— Start of Document segment —
The two chapters in Section II, Dynamics of Scholarly Communication, feature a quintet of authors new to ARIST. Although the subject matter may not be altogether new, the approach in each case is rather different from yore. My colleagues Rob Kling and Ewa Callahan provide a much-needed and highly-nuanced dissection of the concept of "the electronic journal" in their chapter, Electronic Journals, the Internet, and Scholarly Communication. Their socio-technical analysis of the scholarly publishing ecosystem should provide a road map for other researchers, and, at the very least, lead to greater clarity of thought and expression in the discourse of electronic communication. Communication is an inherently social phenomenon–the ways in which scholars interact is not merely a function of available toolsets, but reflects the material practices and prevailing norms of their disciplines. In short, no single electronic publishing system is likely to work for, and be adopted in equal measure by, all disciplinary tribes.
Information visualization is a topic which should be familiar to ARIST readers, but the chapter by Katy Börner, Chaomei Chen, and Kevin Boyack, Visualizing Knowledge Domains, comes with a novel twist or two. Their contribution is a combination of (a) the traditional literature review, (b) a tutorial–the reader is introduced to the strengths and limitations of a range of information visualization tools by having them applied to the subject matter of the chapter, domain visualization–and (c) original research: the authors have created a task-specific database with which to illustrate their key points. Since ARIST (for now, at any rate) cannot accommodate color art work, and since space is limited, the authors have graciously provided a Web-based repository of data and color images to support the printed text (http://www.asis.org/Publications/ARIST/Vol37/BornerFigures.html). If a picture is worth a thousand words, this hybrid chapter must surely amount to the longest in ARIST history.
Last year's ARIST included a chapter on health informatics and this year, in Section III: Information Systems, we turn the spotlight on two very different but equally intriguing domains, rich in informatics-related developments; museums and music. The chapter by Paul Marty, Boyd Rayward, and Michael Twidale picks up the socio-technical, or, if you prefer, social informatics, theme developed by Kling and Callahan. Museums are rewarding sites in which to observe how social practices and information technology are, to use the terminology of the moment, mutually constitutive. The authors raise a number of important issues relating to the nature and mission of the museum in the digital age, as they examine the organizational, behavioral, and pedagogic implications of interactive media for the world of museums, and also explore the kinds of relationships which exist–and will exist–between museums, both physical and virtual, and their diverse user populations.
— End of Document segment —
— Start of Given data —
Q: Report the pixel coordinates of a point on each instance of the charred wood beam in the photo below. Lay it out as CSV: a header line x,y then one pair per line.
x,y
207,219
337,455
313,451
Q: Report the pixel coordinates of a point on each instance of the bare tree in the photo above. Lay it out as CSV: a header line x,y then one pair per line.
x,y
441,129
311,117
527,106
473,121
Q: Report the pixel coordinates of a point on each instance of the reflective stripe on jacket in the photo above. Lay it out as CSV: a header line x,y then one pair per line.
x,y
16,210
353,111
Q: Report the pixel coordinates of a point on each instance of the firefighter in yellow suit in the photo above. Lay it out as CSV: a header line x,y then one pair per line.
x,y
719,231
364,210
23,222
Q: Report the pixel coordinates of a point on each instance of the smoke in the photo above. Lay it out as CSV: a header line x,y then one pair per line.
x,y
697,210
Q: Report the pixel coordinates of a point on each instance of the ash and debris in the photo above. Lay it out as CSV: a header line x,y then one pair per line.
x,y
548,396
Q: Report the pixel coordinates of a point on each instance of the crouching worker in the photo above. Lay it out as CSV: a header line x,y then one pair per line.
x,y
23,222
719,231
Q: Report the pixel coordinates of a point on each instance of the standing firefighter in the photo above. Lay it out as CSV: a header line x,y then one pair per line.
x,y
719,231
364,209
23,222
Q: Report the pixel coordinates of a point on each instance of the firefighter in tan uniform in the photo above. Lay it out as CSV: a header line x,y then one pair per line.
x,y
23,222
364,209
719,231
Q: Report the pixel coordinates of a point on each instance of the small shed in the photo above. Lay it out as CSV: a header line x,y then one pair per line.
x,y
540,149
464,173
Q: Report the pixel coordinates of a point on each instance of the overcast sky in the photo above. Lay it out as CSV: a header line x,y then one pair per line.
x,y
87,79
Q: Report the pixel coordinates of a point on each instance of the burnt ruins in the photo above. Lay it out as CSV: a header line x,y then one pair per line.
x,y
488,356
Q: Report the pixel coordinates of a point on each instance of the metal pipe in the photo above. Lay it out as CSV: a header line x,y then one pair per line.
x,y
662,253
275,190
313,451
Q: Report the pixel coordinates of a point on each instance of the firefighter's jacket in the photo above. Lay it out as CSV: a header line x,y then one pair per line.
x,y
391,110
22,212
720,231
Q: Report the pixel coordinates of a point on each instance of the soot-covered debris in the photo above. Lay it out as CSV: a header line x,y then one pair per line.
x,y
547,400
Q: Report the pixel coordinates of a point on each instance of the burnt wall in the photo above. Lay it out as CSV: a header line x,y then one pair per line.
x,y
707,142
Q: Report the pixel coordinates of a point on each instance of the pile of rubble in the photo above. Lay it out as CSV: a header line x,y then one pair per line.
— End of Given data —
— Set exercise A —
Which lines of the listing contain the string "debris", with case counting? Copy out each of those lines.
— Set exercise B —
Could you write what follows in the passage introducing the ARIST chapters, starting right after its final sentence?

— Task output A —
Q: Report the pixel coordinates of a point on each instance of the ash and debris in the photo above. Lay it out as CSV: a header line x,y then one pair per line.
Q: Report the pixel coordinates of a point on each instance of the soot-covered debris in the photo above. Lay it out as CSV: a header line x,y then one pair per line.

— Task output B —
Music information retrieval is a fast-growing, multidisciplinary research field, one that exhibits early signs of institutionalization, as Stephen Downie documents in his crisply-written chapter on the subject. Retrieving music (whether a Wagnerian leitmotif, the words of a Beatles song, or the opening bars of a lullaby) poses a host of technical challenges; challenges which seem set to occupy information scientists, musicologists, and computer scientists–not to mention, in a post-Napster era, intellectual property rights management experts–for years to come.
There are many professors, departments, and associations of information science, but little agreement as to what information is, or what the foundational elements of the putative science of information are. Thus, a chapter, or section, devoted to information theory has become a common feature of ARIST volumes. Definitions of information abound; some are enumerative and pragmatic in character—think of Harold Borko's (1968, p. 5): "the generation, collection, organization, interpretation, storage, retrieval, dissemination, transformation, and use of information." Others are memorably pithy—think of Gregory Bateseon's (1972, p. 453) definition of information as "a difference which makes a difference." Consensus, however, is absent. Both of these oft-quoted definitions, and many others, are critically appraised by Rafael Capurro and Birger Hjrland in their chapter, The Concept of Information, which opens with an etymological exploration of the focal term, from classical times, through the Middles Ages, to the present. With some reluctance we pruned the opening sections of this chapter, removing not a few Latin and Greek references, but what remains nonetheless constitutes a worthwhile historical overview in and of itself, not to mention a very effective entrée to the ontological and epistemological discussion which follows.
Section IV, Theorizing Information and Information Use, contains three further chapters, the first of which, Task-based Information Searching, by Pertti Vakkari, makes a strong case for foregrounding the tasks—both work-related and personal/ avocational—which give rise to information seeking behaviors and mold users' search tactics. Vakkari has crafted a well-structured critique of the sprawling information seeking literature, its dominant paradigms–from ASK (anomalous states of knowledge), through behavioral models, to the cognitive approach–and the related methodological issues.
Trust—how it is constituted and sustained—has recently emerged as a key research topic in areas such as electronic commerce, online education, and, more generally, computer-mediated communication. Whom and what can we believe on the Web? Can we trust those we interact with online, where social presence is weak and identities can be easily masked? Trust is a salient issue in information systems effectiveness, but it has not been treated heretofore in the pages of ARIST. The chapter by Stephen Marsh and Mark Dibben, The Role of Trust in Information Science and Technology, combines a theoretical analysis of trust– drawing, in particular, on literature from philosophy, psychology, sociology, and management–with a critical assessment of the place of trust in information systems design and development. More concretely, the authors attempt to show why and how trust, a multi-faceted construct, can be embedded in a variety of information systems. Undoubtedly, this is a topic that we shall revisit in the not too distant future, as—to take but one example—research in embodied conversational agents moves rapidly ahead.
The concluding chapter in Volume 37, Information and Equity, by Leah Lievrouw and Sharon Farb, is a timely effort to conceptualize notions of information equality and information equity. The authors resist the easy ideological posturing, which metaphors such as the digital divide can sometimes invite, to examine what we mean by equity. They draw upon the writings of, among others, Amartya Sen and John Rawls, to move beyond the polarizing rhetoric of "information rich" and "information poor," arguing convincingly that equity—informational or otherwise—is not synonymous with quantitatively equal distribution of resources for the very good reason that no two individuals may need, or choose to use, a particular parcel of information resources in the same way.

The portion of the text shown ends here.